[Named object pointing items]
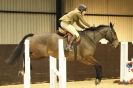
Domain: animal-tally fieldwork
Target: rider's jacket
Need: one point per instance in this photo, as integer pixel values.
(74, 16)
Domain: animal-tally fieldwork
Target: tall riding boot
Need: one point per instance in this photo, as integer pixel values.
(69, 45)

## Aim of the task
Can you rewrite every item above with "Target" swapped for "Object" and everything else kept the same? Leave the pictures out of your answer.

## Task answer
Domain: animal-tally fieldwork
Object: rider's jacket
Need: one point per instance in this photo, as integer pixel values.
(74, 16)
Domain: animal-tally fieldwork
Object: tall riding boot
Need: one point per instance in this photo, as integer pixel values.
(69, 45)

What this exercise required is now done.